● Information shown:
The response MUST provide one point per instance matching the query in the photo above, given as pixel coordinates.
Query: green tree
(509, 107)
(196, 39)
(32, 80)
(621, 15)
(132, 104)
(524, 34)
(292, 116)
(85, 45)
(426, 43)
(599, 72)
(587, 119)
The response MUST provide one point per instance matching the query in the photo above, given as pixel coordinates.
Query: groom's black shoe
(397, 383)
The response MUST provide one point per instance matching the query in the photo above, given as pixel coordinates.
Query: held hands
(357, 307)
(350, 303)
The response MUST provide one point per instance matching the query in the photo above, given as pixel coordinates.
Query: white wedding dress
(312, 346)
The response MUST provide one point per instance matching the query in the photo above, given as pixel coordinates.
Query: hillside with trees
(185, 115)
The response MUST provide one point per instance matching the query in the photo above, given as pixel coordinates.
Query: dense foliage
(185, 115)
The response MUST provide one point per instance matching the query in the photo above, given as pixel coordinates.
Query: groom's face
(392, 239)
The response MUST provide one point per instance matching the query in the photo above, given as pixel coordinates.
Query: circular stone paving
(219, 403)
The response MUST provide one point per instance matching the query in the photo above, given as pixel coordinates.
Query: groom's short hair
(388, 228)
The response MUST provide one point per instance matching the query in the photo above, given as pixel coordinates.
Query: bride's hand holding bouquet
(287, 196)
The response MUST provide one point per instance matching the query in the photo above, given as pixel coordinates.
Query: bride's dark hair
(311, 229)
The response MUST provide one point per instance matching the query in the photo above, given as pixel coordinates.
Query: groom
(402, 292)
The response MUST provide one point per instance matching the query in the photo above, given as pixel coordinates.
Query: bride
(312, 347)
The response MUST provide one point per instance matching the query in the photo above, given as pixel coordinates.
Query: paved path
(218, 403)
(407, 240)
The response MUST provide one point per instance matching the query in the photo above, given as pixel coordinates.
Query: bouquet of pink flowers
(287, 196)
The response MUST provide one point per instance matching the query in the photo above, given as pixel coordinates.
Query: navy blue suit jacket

● Task goal: Down to the final line, write out all of the material exactly.

● Result:
The response MUST provide one point per instance matching the query in the photo above, given as pixel coordinates.
Query: green tree
(509, 107)
(196, 39)
(32, 80)
(621, 15)
(132, 104)
(524, 34)
(292, 116)
(85, 45)
(426, 43)
(599, 72)
(587, 119)
The response MUST provide one point per instance matching the query in the photo above, given as pixel coordinates.
Query: groom's black shoe
(397, 383)
The response MUST provide one point per instance matching the query in the photo above, given as pixel coordinates.
Query: held hands
(357, 307)
(350, 303)
The response MUST provide one point per instance matching the query in the photo above, given as pixel coordinates.
Query: white wedding dress
(312, 346)
The response MUST provide one point per instance matching the query in the photo above, given as pixel coordinates.
Query: hillside with trees
(185, 115)
The response MUST provide one point per instance matching the query in the photo above, given as pixel coordinates.
Query: dense foliage
(185, 115)
The response MUST provide one point per instance matching the query in the photo above, given as pixel coordinates.
Query: groom's face
(392, 239)
The response MUST provide one point per instance matching the query in the photo above, given as pixel coordinates.
Query: circular stone paving
(219, 403)
The response MUST provide one point per instance matching the query in the photo above, given as pixel coordinates.
Query: groom's short hair
(388, 228)
The response MUST provide one point per instance matching the query in the photo above, given as pixel coordinates.
Query: bride's hand holding bouquet
(287, 196)
The response MUST provide one point per instance matching the query in the photo above, given as pixel coordinates.
Query: bride's dark hair
(311, 229)
The response MUST provide one point per instance matching the query in the photo above, given as pixel coordinates.
Query: groom
(402, 292)
The response MUST provide one point per instance matching the query in the photo above, given as pixel coordinates.
Query: bride
(312, 347)
The response MUST provide one point per instance matching the query in the photo above, given as pixel coordinates.
Query: paved path
(218, 403)
(407, 240)
The response MUST provide one point per instance matching the query in the photo above, given as pixel coordinates.
Query: bouquet of pink flowers
(287, 196)
The response MUST provide one point per instance matching the query in the photo above, given as pixel coordinates.
Query: navy blue suit jacket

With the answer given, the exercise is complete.